DOCUMENT EXCERPT
==========
There has been a lot of hubbub growing recently about the declining quality of Google’s search results. Some are noticing a rise in popularity of scraper sites, an overabundance of low-quality hacked-together articles, or just the general decline in effectiveness of their web-spam team. Most of these complaints are coming from the technical world, which I’ll touch more on later, but it has begun a slow creep into some business sectors.
Google “spam” comes in a variety of flavours. There are
- Sites that scrape (read: steal) content from other sites and publish it on their own (with ads)
- Sites that contain nothing but a few pages of low quality mumbo-jumbo nonsense on a single topic (with ads)
- Sites that contain thousands upon thousands of low quality mumbo-jumbo nonsense on many topics (i.e. Demand Studios) (with ads)
==========
DATA LISTING
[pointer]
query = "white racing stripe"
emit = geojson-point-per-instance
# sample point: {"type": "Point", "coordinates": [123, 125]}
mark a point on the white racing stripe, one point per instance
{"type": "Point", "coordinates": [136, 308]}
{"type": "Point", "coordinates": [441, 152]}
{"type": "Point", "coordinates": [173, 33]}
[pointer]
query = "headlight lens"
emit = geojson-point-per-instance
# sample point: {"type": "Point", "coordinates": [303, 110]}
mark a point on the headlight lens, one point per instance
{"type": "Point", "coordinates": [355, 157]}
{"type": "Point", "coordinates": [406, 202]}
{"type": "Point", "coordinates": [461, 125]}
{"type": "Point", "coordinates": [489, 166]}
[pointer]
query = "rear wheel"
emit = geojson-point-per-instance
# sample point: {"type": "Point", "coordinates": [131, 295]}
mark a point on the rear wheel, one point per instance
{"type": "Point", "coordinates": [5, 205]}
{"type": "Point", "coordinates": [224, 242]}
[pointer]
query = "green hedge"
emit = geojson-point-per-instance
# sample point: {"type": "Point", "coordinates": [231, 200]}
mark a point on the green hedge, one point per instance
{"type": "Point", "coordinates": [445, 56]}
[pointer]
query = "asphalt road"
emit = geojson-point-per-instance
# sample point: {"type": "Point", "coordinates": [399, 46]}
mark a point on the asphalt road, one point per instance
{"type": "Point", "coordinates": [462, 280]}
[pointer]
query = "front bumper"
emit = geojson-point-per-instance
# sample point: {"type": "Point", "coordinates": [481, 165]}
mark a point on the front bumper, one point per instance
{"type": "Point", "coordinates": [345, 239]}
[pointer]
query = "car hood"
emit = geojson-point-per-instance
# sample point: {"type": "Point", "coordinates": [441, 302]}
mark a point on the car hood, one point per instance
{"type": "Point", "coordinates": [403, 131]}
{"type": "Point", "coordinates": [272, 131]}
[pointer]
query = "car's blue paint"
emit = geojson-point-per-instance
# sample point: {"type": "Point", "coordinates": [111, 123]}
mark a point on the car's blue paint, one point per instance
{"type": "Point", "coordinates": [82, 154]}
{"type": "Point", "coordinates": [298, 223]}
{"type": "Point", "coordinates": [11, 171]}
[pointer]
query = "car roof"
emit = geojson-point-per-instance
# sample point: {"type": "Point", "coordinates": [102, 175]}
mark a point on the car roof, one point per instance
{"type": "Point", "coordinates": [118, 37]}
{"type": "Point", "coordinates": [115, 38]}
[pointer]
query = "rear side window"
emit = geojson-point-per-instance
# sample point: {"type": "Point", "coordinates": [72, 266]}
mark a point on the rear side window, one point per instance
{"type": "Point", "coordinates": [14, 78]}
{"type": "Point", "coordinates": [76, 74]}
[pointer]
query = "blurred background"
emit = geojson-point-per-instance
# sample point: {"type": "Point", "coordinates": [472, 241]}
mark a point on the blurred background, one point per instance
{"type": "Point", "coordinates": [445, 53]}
==========
GIVEN INSTRUCTION A
Answer from the passage on Google search spam:
(i) Where are most of the complaints about declining search quality coming from?
(ii) Which company is named as an example of sites with thousands of low-quality pages on many topics?
(iii) What do scraper sites do with content taken from other sites?
GIVEN INSTRUCTION B
Extend the passage on Google search spam, picking up right after its final list item.
The data plays no part in this work.

RESPONSE A
(i) The technical world.
(ii) Demand Studios.
(iii) They publish it on their own sites, with ads.

RESPONSE B
- Sites that employ “black-hat SEO” techniques to rank better
- Sites that buy links or get links from mostly spammy techniques and sources
The complaints that have popped up recently are primarily geared toward the first three. This is most likely due to the fact that they are easy to spot, while the sites that use unordained techniques and spam rank well take a little more digging to identify. In doing SEO research I have certainly noticed a number of sites that are ranking but should not be.
tl;dr Most of these spammy results make money for Google, so why not include a certain percentage of them knowingly? The average person doesn’t realize that Made for AdSense websites are complete garbage. Even if they did, Google dominates the market in the same way Microsoft owns the desktop operating system. That isn’t likely to change anytime soon, so they’re squeezing out every penny… because they can.
It Uh… Makes Them Money
Ironically, the reason those first 3 types of websites exist is to make money from Google’s AdSense program. They make money for themselves, but also for Google. This makes one think that Google wants to strike some sort of balance between legitimate quality search results and low quality sites that some would consider “spam.” That certainly explains the reason this sort of website exists in the results in the first place. (Come on man, don’t try to convince me that Google can’t algorithmically identify the dozens of websites scraping Stack Exchange sites and simply remove them.) The sites that mass produce content in an assembly line fashion that would make Mr. Ford proud probably even have an agreement of sorts with Google.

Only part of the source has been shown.